Passage ->
::::::

We'll likely revisit them sometime in the future, but that seemed like a good place to stop.  With Bread and Circuses over, the sequel to the Deadlands game is upon us.  Graduate school devours a lot of time, so I probably won't be providing regular updates the way I did for the first game.

The Actual Point of This Blog Post:

Updating the D&D game to 5e required a few conversions.  I'm currently running the Revenge of the Giants adventure (which works much better as a 4e adventure than a 5e adventure, but we're rolling with it).  I've included a couple of them below.

First, for the "D7: Three Corners Gambit" encounter, the PCs potentially face a doppelganger trained as a rogue.  As such, I took a regular doppelganger (Monster Manual, pg. 82, or in the DM Basic Rules) and added rogue (assassin) levels.  It's a glass cannon by itself — against five level-fifteen PCs, it didn't stand a chance (it's really hard to use stealth when you have five pairs of eyes on you), but it almost killed one of the PCs when it got her alone.  (I mean, look at its stats.  If it gets the drop on someone, it attacks with advantage and deals 2d8 + 22d6 + 4 damage — an average of 90 damage.)

Doppelganger, 16th level Rogue
Medium monstrosity (shapechanger), neutral
Armor Class 14
Hit Points 156 (24d8+48)
Speed 30 ft.
Str 16 (+3), Dex 18 (+4), Con 14 (+2), Int 11 (+0), Wis 13 (+1), Cha 18 (+4)
Saving Throws Dex +7, Int +3, Wis +4
Skills Deception +10, Insight +7, Investigation +3, Perception +4, Persuasion +10, Stealth +10
Tool Proficiencies thieves’ tools, disguise kit, poisoner’s kit
Condition Immunities charmed
Senses blindsense 10 ft. (must be able to hear), darkvision 60 ft., passive Perception 11
Languages Common, Giant, Thieves’ Cant
Challenge 7 (2,900 XP)
Shapechanger.  The doppelganger can use its action to polymorph into a Small or Medium humanoid it has seen, or back into its true form.  Its statistics, other than its size, are the same in each form.  Any equipment it is wearing or carrying isn’t transformed.  It reverts to its true form if it dies.
Ambusher.  The doppelganger has advantage on attack rolls against any creature it has surprised.

::::::

Source material ->
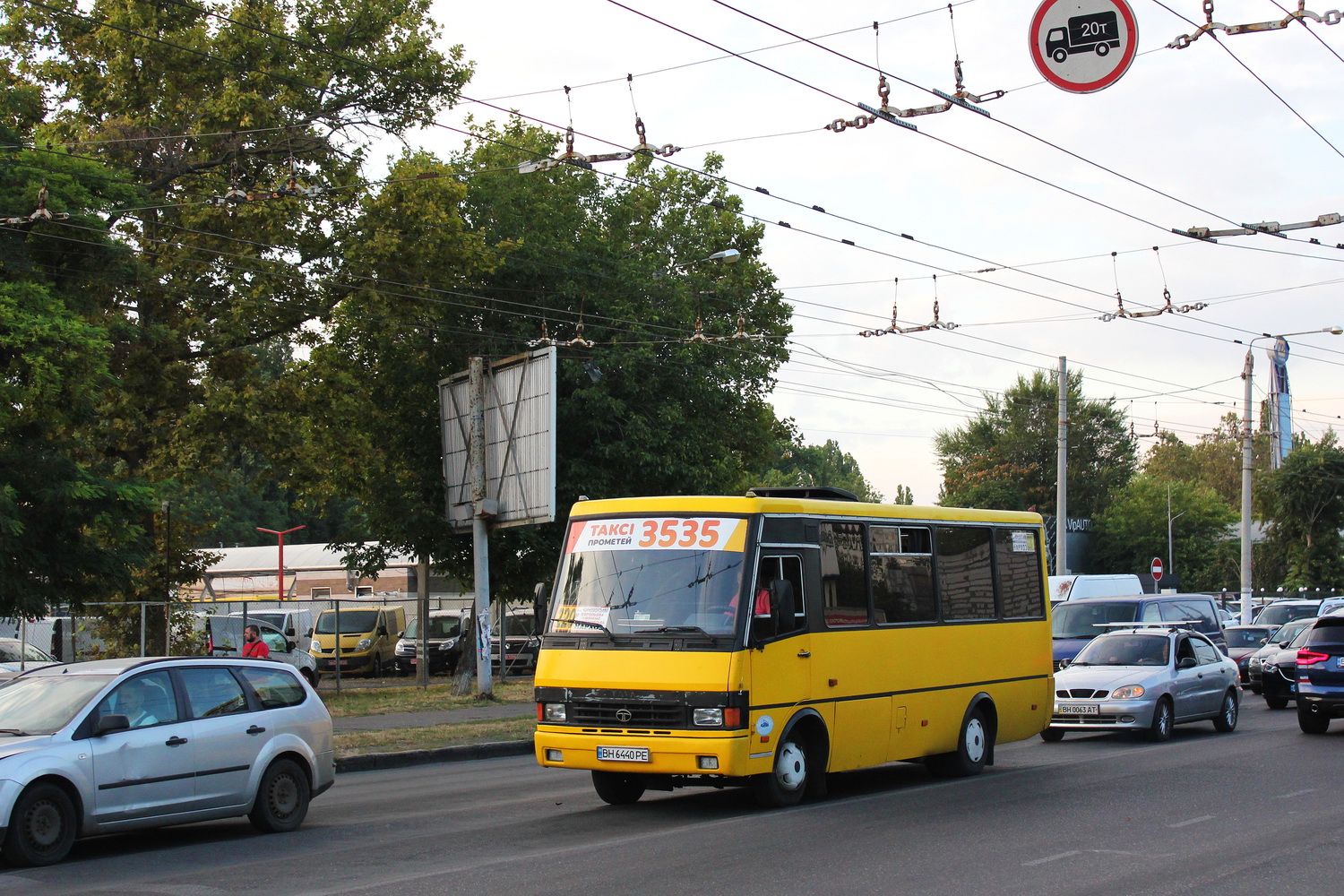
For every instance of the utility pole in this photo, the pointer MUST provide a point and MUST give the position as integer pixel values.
(480, 527)
(1062, 474)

::::::

Set tasks ->
A) Answer these questions from the blog post about updating the D&D game to 5e:
(i) Which adventure is the writer currently running?
(ii) What Armor Class does the doppelganger have?
(iii) Which languages does the doppelganger know?
B) Reproduce the blog post word for word between "Shapechanger.  The doppelganger" and "it has surprised.", inclusive.
C) Write the next part of the blog post about updating the D&D game to 5e, starting after its last sentence.

Per-task answers ->
A)
(i) Revenge of the Giants
(ii) 14
(iii) Common, Giant, and Thieves’ Cant

B)
Shapechanger.  The doppelganger can use its action to polymorph into a Small or Medium humanoid it has seen, or back into its true form.  Its statistics, other than its size, are the same in each form.  Any equipment it is wearing or carrying isn’t transformed.  It reverts to its true form if it dies.
Ambusher.  The doppelganger has advantage on attack rolls against any creature it has surprised.

C)
Assassinate.  The doppelganger has advantage on attack rolls against any creature that has not yet acted in a combat.  Additionally, any hits the doppelganger scores against a surprised creature are critical hits.
Cunning Action.  The doppelganger can take a bonus action on each of its turns in combat; this action can only be used to take the Dash, Disengage, or Hide action.
Evasion.  When subjected to an effect that allows it to make a Dexterity saving throw for half damage, the doppelganger takes no damage on a successful saving throw and half damage on a failed one.
Impostor.  With three hours of study, the doppelganger can unerringly mimic another’s speech, writing, and behavior.  It gains advantage on any Charisma (Deception) checks it makes to avoid detection against suspicious parties.
Infiltration Expertise.  The doppelganger can spend 25 gp to establish a convincing alternate identity.
Reliable Talent.  When the doppelganger makes an ability check that allows it to add its proficiency bonus, it can treat a d20 roll of 9 or lower as a 10.
Sneak Attack.  Once per turn, the doppelganger can deal an extra 28 (8d6) damage to one creature it hits with an attack if it has advantage on the attack roll.
Surprise Attack.  If the doppelganger surprises a creature and hits it with an attack during the first round of combat, the target takes an extra 10 (3d6) damage from the attack.
Uncanny Dodge.  When an attacker the doppelganger can see hits it with an attack, it can use its reaction to halve the attack’s damage against it.
Multiattack.  The doppelganger makes two melee attacks.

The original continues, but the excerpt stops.